Excerpt Start Marker
Marijuana reform proponents in Alabama enjoyed a second victory within a week as a state Senate committee voted in favor of legalizing medical cannabis.

The Senate Judiciary Committee approved the legislation in a 6-2 vote on Wednesday, April 24, with three abstentions. The bill, which now heads to the full Senate, follows a marijuana decriminalization measure unanimously approved by the same committee a week earlier.

Under the new law, qualifying patients over 19 years old, who suffer from one of 33 listed conditions, including addiction, epilepsy, chronic pain, cancer and depression, would be able to obtain medical marijuana from licensed dispensaries.

“We’re encouraged to see a compassionate medical cannabis bill advancing in Alabama,” said Karen O’Keefe, director of state policies at the Marijuana Policy Project. “Passing medical cannabis laws should be a no-brainer for elected officials.”
Excerpt End Marker
Work to complete |
a. What is this sentence from the Alabama medical cannabis article in Spanish: "The bill, which now heads to the full Senate, follows a marijuana decriminalization measure unanimously approved by the same committee a week earlier."
b. Extract the passage of the Alabama medical cannabis article from "The Senate Judiciary" to "from licensed dispensaries.".
Information provided Start Marker
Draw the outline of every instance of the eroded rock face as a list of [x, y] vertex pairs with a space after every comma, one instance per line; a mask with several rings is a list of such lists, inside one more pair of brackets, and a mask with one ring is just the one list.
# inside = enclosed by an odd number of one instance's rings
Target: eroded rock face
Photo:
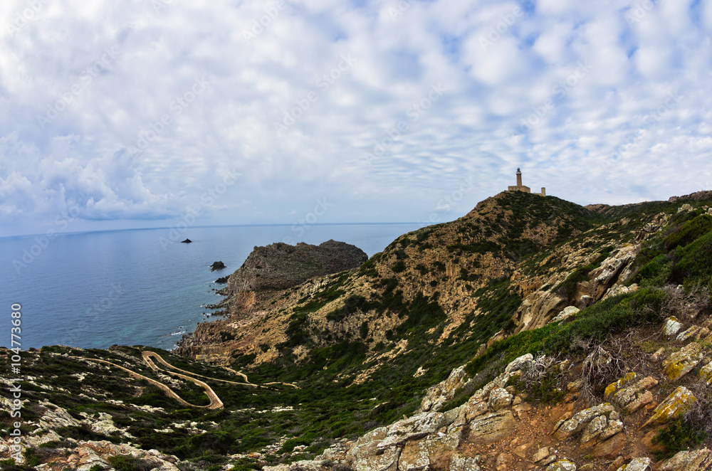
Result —
[[420, 410], [424, 412], [436, 411], [444, 402], [452, 398], [458, 388], [467, 381], [464, 368], [456, 368], [448, 379], [428, 389], [420, 403]]
[[366, 253], [351, 244], [328, 240], [318, 245], [283, 243], [255, 247], [242, 266], [230, 275], [228, 290], [283, 290], [315, 276], [355, 268], [368, 260]]
[[643, 425], [643, 427], [652, 423], [664, 423], [670, 419], [675, 418], [689, 410], [696, 401], [697, 398], [694, 394], [685, 386], [681, 386], [655, 408], [652, 416]]
[[688, 344], [663, 361], [665, 374], [672, 381], [679, 379], [691, 371], [702, 360], [703, 355], [702, 345], [696, 342]]
[[609, 398], [620, 406], [626, 413], [635, 412], [653, 401], [653, 393], [649, 389], [657, 385], [657, 380], [647, 376], [635, 381], [637, 377], [635, 373], [629, 374], [606, 388], [606, 398]]
[[712, 450], [707, 447], [679, 452], [660, 467], [660, 471], [706, 471], [710, 469], [712, 469]]
[[627, 465], [618, 468], [617, 471], [648, 471], [650, 469], [651, 460], [649, 457], [633, 458]]
[[559, 440], [566, 440], [582, 430], [593, 419], [600, 416], [607, 416], [613, 411], [613, 406], [606, 403], [577, 412], [569, 420], [557, 425], [554, 437]]

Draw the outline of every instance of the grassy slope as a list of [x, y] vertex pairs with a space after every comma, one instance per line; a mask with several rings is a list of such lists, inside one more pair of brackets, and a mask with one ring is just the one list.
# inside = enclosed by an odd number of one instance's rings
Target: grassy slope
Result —
[[[131, 379], [120, 371], [90, 370], [85, 364], [58, 356], [56, 354], [65, 351], [53, 347], [44, 349], [41, 354], [28, 354], [26, 372], [38, 378], [38, 384], [62, 387], [66, 392], [48, 391], [38, 386], [26, 385], [23, 393], [29, 406], [23, 416], [32, 418], [34, 414], [36, 417], [39, 412], [37, 404], [43, 399], [49, 399], [67, 408], [77, 418], [82, 417], [81, 413], [93, 415], [105, 412], [114, 417], [117, 426], [128, 427], [130, 433], [138, 438], [142, 448], [155, 448], [181, 458], [199, 460], [204, 459], [206, 455], [215, 455], [217, 457], [214, 461], [217, 463], [224, 462], [225, 454], [258, 449], [280, 437], [291, 438], [285, 443], [285, 451], [295, 445], [305, 444], [310, 446], [307, 452], [313, 455], [325, 448], [330, 440], [362, 434], [412, 412], [419, 405], [425, 388], [444, 379], [454, 367], [467, 364], [471, 375], [485, 381], [495, 371], [494, 366], [505, 364], [523, 353], [575, 355], [575, 347], [572, 346], [575, 339], [600, 340], [602, 336], [612, 332], [657, 322], [657, 313], [666, 302], [665, 295], [659, 290], [664, 284], [681, 282], [691, 288], [693, 284], [712, 285], [712, 235], [705, 231], [705, 218], [698, 219], [701, 211], [677, 214], [679, 204], [650, 203], [639, 205], [634, 210], [609, 209], [607, 214], [602, 216], [549, 197], [504, 194], [498, 199], [496, 204], [492, 201], [481, 203], [478, 210], [454, 223], [425, 228], [399, 238], [355, 273], [335, 277], [330, 285], [297, 306], [291, 321], [290, 339], [281, 346], [285, 355], [278, 362], [260, 365], [247, 372], [253, 383], [297, 382], [300, 389], [275, 386], [255, 391], [208, 381], [224, 401], [225, 409], [206, 411], [185, 408], [167, 399], [155, 387]], [[435, 340], [446, 327], [447, 317], [439, 304], [438, 296], [421, 295], [407, 300], [402, 292], [399, 294], [403, 283], [428, 284], [426, 275], [437, 278], [436, 274], [430, 272], [438, 269], [436, 263], [426, 265], [417, 260], [414, 254], [421, 253], [425, 260], [430, 250], [446, 251], [452, 258], [459, 258], [466, 265], [473, 263], [483, 252], [497, 252], [521, 269], [535, 271], [540, 266], [535, 262], [543, 260], [567, 240], [582, 245], [604, 245], [612, 240], [617, 243], [661, 211], [673, 215], [669, 228], [646, 242], [637, 260], [638, 274], [635, 281], [644, 289], [634, 295], [597, 303], [565, 325], [550, 325], [497, 342], [473, 361], [471, 359], [479, 344], [494, 332], [506, 327], [521, 302], [507, 277], [481, 282], [476, 290], [472, 290], [480, 315], [475, 317], [472, 313], [471, 318], [468, 317], [461, 328], [451, 332], [440, 344], [436, 344]], [[529, 226], [521, 223], [525, 219]], [[617, 222], [604, 224], [612, 221]], [[539, 224], [555, 227], [559, 225], [546, 247], [522, 236], [528, 228]], [[579, 233], [585, 231], [588, 232]], [[491, 232], [488, 238], [488, 232]], [[594, 248], [596, 247], [592, 246], [592, 250]], [[404, 257], [404, 254], [408, 256]], [[399, 262], [406, 266], [401, 272], [407, 273], [409, 269], [414, 270], [423, 265], [428, 273], [420, 280], [399, 279], [392, 270], [392, 266]], [[466, 279], [458, 282], [475, 282], [467, 280], [467, 274], [460, 274], [460, 278], [464, 277], [462, 275], [466, 275]], [[382, 289], [375, 290], [377, 294], [371, 297], [351, 300], [345, 310], [333, 315], [345, 317], [350, 315], [350, 309], [356, 308], [370, 309], [375, 314], [393, 312], [401, 315], [403, 323], [392, 332], [392, 342], [388, 344], [369, 344], [365, 338], [367, 334], [336, 339], [330, 344], [318, 343], [313, 340], [315, 333], [306, 329], [305, 319], [325, 305], [327, 300], [348, 296], [348, 283], [354, 276], [365, 277]], [[300, 319], [305, 320], [300, 322]], [[470, 322], [474, 322], [474, 328], [471, 328]], [[376, 368], [365, 384], [352, 383], [353, 378], [359, 373], [377, 366], [373, 356], [367, 356], [370, 351], [387, 351], [402, 339], [409, 341], [409, 350], [399, 356], [397, 361]], [[298, 362], [290, 353], [300, 344], [308, 345], [311, 352], [305, 361]], [[135, 371], [160, 380], [140, 361], [140, 353], [135, 349], [120, 347], [114, 351], [74, 350], [71, 353], [130, 364]], [[208, 376], [226, 377], [224, 370], [167, 352], [162, 354], [180, 368]], [[246, 364], [249, 361], [248, 358], [236, 359], [239, 363], [240, 360]], [[8, 362], [9, 359], [4, 361]], [[426, 370], [426, 373], [414, 376], [419, 368]], [[79, 381], [72, 376], [77, 374], [88, 376]], [[204, 400], [200, 390], [187, 383], [182, 386], [181, 395], [194, 403]], [[123, 401], [125, 406], [107, 403], [110, 398]], [[165, 412], [147, 413], [130, 404], [162, 407]], [[275, 406], [288, 406], [293, 410], [255, 412], [268, 411]], [[0, 420], [4, 427], [9, 426], [10, 418], [6, 412], [0, 413]], [[172, 433], [155, 431], [176, 422], [194, 420], [201, 424], [199, 427], [204, 433], [190, 433], [177, 428]], [[103, 438], [85, 428], [63, 433], [65, 436], [78, 439]], [[118, 437], [109, 438], [121, 440]], [[206, 467], [218, 466], [211, 465], [209, 460], [206, 462]]]

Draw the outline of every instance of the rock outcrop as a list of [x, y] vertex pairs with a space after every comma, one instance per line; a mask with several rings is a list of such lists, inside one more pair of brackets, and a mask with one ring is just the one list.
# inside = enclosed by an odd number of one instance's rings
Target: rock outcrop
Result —
[[310, 278], [360, 266], [366, 253], [351, 244], [330, 240], [318, 245], [284, 243], [255, 247], [242, 266], [230, 275], [231, 297], [242, 292], [284, 290]]

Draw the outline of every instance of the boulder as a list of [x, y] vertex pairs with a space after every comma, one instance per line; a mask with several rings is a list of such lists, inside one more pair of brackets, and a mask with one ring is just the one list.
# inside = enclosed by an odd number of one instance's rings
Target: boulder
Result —
[[490, 392], [487, 406], [493, 411], [499, 411], [509, 407], [511, 403], [512, 395], [509, 393], [509, 391], [503, 388], [495, 388]]
[[641, 428], [650, 423], [664, 423], [671, 418], [676, 418], [688, 411], [696, 401], [697, 401], [697, 398], [689, 389], [684, 386], [679, 386], [655, 408], [655, 410], [653, 411], [653, 415], [643, 424]]
[[548, 323], [552, 324], [553, 322], [558, 322], [559, 321], [568, 319], [576, 315], [576, 313], [580, 312], [580, 310], [581, 309], [575, 306], [569, 306], [568, 307], [564, 309], [564, 310], [559, 312], [556, 317], [549, 321]]
[[516, 423], [509, 409], [480, 416], [470, 422], [468, 440], [471, 442], [490, 443], [503, 438], [514, 430]]
[[510, 361], [507, 367], [504, 369], [504, 371], [506, 373], [514, 373], [515, 371], [525, 370], [530, 366], [533, 361], [534, 356], [531, 354], [522, 355]]
[[699, 340], [703, 337], [709, 335], [710, 329], [707, 327], [701, 327], [698, 325], [693, 325], [684, 332], [681, 332], [676, 337], [678, 342], [686, 342], [691, 338]]
[[449, 471], [481, 471], [478, 463], [480, 457], [472, 457], [463, 456], [459, 453], [455, 453], [450, 457], [450, 467]]
[[649, 471], [650, 470], [650, 458], [633, 458], [627, 465], [623, 465], [617, 471]]
[[673, 381], [679, 379], [691, 371], [703, 356], [703, 347], [701, 344], [696, 342], [688, 344], [663, 361], [665, 374]]
[[712, 468], [712, 450], [705, 447], [681, 451], [660, 466], [660, 471], [704, 471]]
[[549, 465], [546, 471], [576, 471], [576, 465], [568, 460], [559, 460]]
[[464, 386], [466, 382], [467, 374], [465, 373], [464, 367], [456, 368], [450, 372], [447, 379], [428, 389], [425, 393], [425, 397], [420, 403], [421, 411], [436, 411], [451, 398], [455, 391]]
[[680, 332], [681, 329], [682, 329], [682, 324], [677, 321], [677, 317], [675, 316], [670, 316], [665, 319], [665, 324], [663, 326], [663, 332], [665, 335], [672, 337]]
[[[646, 376], [630, 386], [615, 391], [612, 394], [612, 400], [620, 406], [626, 413], [632, 413], [653, 401], [653, 393], [649, 389], [657, 383], [658, 381], [654, 378]], [[617, 384], [617, 383], [614, 384]], [[607, 398], [612, 386], [613, 385], [606, 388]], [[621, 386], [624, 386], [624, 383]]]
[[580, 411], [569, 420], [557, 424], [554, 438], [560, 441], [565, 440], [582, 430], [595, 418], [599, 416], [607, 416], [613, 412], [613, 406], [606, 403]]
[[216, 270], [222, 270], [226, 268], [222, 262], [213, 262], [213, 264], [210, 265], [210, 271], [214, 272]]

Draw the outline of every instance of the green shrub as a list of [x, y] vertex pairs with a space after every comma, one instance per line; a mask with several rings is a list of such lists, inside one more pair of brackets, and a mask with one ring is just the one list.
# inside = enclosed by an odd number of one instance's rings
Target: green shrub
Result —
[[684, 247], [712, 231], [712, 216], [702, 214], [689, 221], [665, 238], [663, 243], [669, 250], [676, 247]]
[[42, 458], [34, 448], [25, 449], [22, 455], [25, 457], [25, 464], [31, 467], [34, 467], [42, 462]]
[[707, 280], [712, 275], [712, 232], [686, 247], [679, 247], [675, 257], [680, 261], [673, 269], [674, 282], [694, 284]]
[[405, 271], [405, 262], [402, 260], [398, 260], [393, 265], [392, 269], [396, 273], [400, 273], [401, 272]]
[[156, 466], [130, 455], [109, 457], [109, 463], [116, 471], [148, 471]]
[[686, 422], [683, 418], [678, 418], [668, 424], [654, 439], [653, 443], [659, 443], [665, 447], [664, 450], [655, 451], [656, 460], [669, 458], [679, 451], [691, 450], [702, 443], [707, 438], [705, 430], [696, 429]]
Information provided End Marker
Answers by task |
a. El proyecto de ley, que ahora pasa al pleno del Senado, sigue a una medida de despenalización de la marihuana aprobada por unanimidad por el mismo comité una semana antes.

b.
The Senate Judiciary Committee approved the legislation in a 6-2 vote on Wednesday, April 24, with three abstentions. The bill, which now heads to the full Senate, follows a marijuana decriminalization measure unanimously approved by the same committee a week earlier.

Under the new law, qualifying patients over 19 years old, who suffer from one of 33 listed conditions, including addiction, epilepsy, chronic pain, cancer and depression, would be able to obtain medical marijuana from licensed dispensaries.